Your objective - Quote, word for word, the part of the Hiroshima food guide that opens with the words containing "Cold thick noodles" and closes with "need nothing more.".

Source passage -
Hiroshima is one of Japan’s most distinctive food cities — a place where bold flavors, fresh Seto Inland Sea seafood, and deeply local traditions come together in ways you won’t find anywhere else. The city is famous worldwide for its layered okonomiyaki, but venture beyond that iconic dish and you’ll discover an entire food culture built on oysters, sea eel, naval curry, and one of Japan’s most celebrated citrus fruits. This guide covers 20 must-try foods in Hiroshima, with prices, where to find them, and the insider tips that make the difference between a good meal and an unforgettable one.
The undisputed king of Hiroshima food, and fundamentally different from the Osaka version most people know. Where Osaka mixes everything into the batter, Hiroshima layers — a thin crepe base, a mountain of shredded cabbage, pork belly, yakisoba noodles, a fried egg, and a drizzle of dark sweet sauce. The result is taller, chewier, and far more complex than it looks. Watching a skilled teppan chef build each one with two spatulas is half the experience.
Cold thick noodles served alongside a deeply spiced dipping broth — Hiroshima’s own take on tsukemen is famous across Japan for its punishing heat level. The broth is built on a base of ground sesame, chicken stock, and dried fish, then spiked with chili oil to a degree you choose: mild (辛さ1) up to extreme (辛さ10+). Topped with soft-boiled egg, chashu, and bean sprouts, then dipped and slurped through the cold noodles. Best on a hot summer day.
Hiroshima produces over 60% of Japan’s oysters, and eating them raw at the source is one of the great food experiences the country has to offer. Hiroshima Bay’s calm, mineral-rich waters produce oysters with a plump, creamy body and a clean ocean sweetness that is noticeably different from oysters farmed elsewhere. Served chilled on a half shell with a squeeze of Hiroshima lemon and a dab of ponzu, they need nothing more.
A seasonal classic that appears on menus across Japan in winter, but nowhere is kakifurai better than in Hiroshima. A thick coating of panko breadcrumbs is fried to a shattering golden crust that gives way to a steaming, briny oyster interior. Served with a wedge of lemon and Worcestershire-based sauce, a set of five or six large Hiroshima oysters makes a deeply satisfying lunch. The contrast in texture — crackling outside, molten inside — is what kakifurai is all about.

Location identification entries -
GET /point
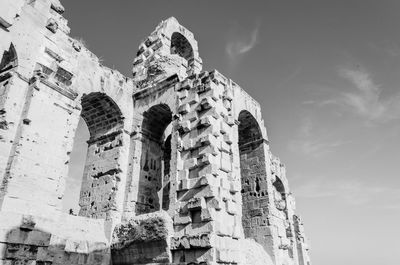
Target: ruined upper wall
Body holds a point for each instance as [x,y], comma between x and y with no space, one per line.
[170,49]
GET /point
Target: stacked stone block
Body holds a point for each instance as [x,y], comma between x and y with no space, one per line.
[175,138]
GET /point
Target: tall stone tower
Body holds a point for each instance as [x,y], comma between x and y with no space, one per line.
[178,167]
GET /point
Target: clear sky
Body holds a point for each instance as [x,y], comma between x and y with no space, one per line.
[327,75]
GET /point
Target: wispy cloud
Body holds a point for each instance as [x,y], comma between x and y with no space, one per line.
[351,191]
[309,143]
[241,45]
[363,97]
[389,47]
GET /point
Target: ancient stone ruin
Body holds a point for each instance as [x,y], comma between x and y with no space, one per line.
[178,168]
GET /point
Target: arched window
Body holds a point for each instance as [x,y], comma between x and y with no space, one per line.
[9,59]
[156,155]
[181,46]
[253,175]
[279,194]
[104,122]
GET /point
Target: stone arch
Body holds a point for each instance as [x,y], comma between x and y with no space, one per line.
[102,171]
[254,188]
[9,59]
[279,194]
[181,46]
[101,114]
[155,158]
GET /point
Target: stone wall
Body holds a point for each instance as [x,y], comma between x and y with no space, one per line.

Answer in full -
Cold thick noodles served alongside a deeply spiced dipping broth — Hiroshima’s own take on tsukemen is famous across Japan for its punishing heat level. The broth is built on a base of ground sesame, chicken stock, and dried fish, then spiked with chili oil to a degree you choose: mild (辛さ1) up to extreme (辛さ10+). Topped with soft-boiled egg, chashu, and bean sprouts, then dipped and slurped through the cold noodles. Best on a hot summer day.
Hiroshima produces over 60% of Japan’s oysters, and eating them raw at the source is one of the great food experiences the country has to offer. Hiroshima Bay’s calm, mineral-rich waters produce oysters with a plump, creamy body and a clean ocean sweetness that is noticeably different from oysters farmed elsewhere. Served chilled on a half shell with a squeeze of Hiroshima lemon and a dab of ponzu, they need nothing more.